[EXTRACTED ENTRIES Boundary: Start]

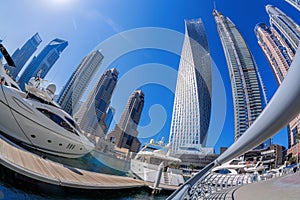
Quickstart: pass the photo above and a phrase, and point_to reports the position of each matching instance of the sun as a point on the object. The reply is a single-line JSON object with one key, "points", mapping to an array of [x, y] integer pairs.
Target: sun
{"points": [[61, 2]]}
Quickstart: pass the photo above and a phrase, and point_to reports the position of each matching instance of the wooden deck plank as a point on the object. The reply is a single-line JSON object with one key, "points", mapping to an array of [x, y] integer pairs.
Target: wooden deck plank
{"points": [[36, 167]]}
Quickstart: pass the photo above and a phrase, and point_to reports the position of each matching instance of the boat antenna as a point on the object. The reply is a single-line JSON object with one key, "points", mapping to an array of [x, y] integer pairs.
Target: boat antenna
{"points": [[7, 57]]}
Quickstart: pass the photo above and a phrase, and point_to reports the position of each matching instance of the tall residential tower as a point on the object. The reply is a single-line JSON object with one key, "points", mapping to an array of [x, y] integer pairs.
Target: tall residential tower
{"points": [[125, 132], [279, 43], [21, 56], [77, 84], [42, 63], [248, 92], [192, 103], [92, 114], [295, 3]]}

[EXTRACTED ENTRIES Boundary: End]

* _PROMPT_:
Please restate the lines above exactly, starting at the first line of the data and stopping at the line containing "of the wooden", which is included. Omit pictures.

* _WRITTEN RESPONSE_:
Quickstart: pass the photo above and a phrase, and point_to reports the position of each matching instance of the sun as a point on the object. The reply is a single-line JSON object with one key, "points", mapping to an array of [x, y] integer pairs.
Target: sun
{"points": [[61, 2]]}
Quickstart: pass the photo above and a phrase, and point_to reports the position of each matching instance of the wooden deck plank as a point on the object. The reply is a single-line JSON object with one key, "points", mapping to an array of [x, y] integer pairs.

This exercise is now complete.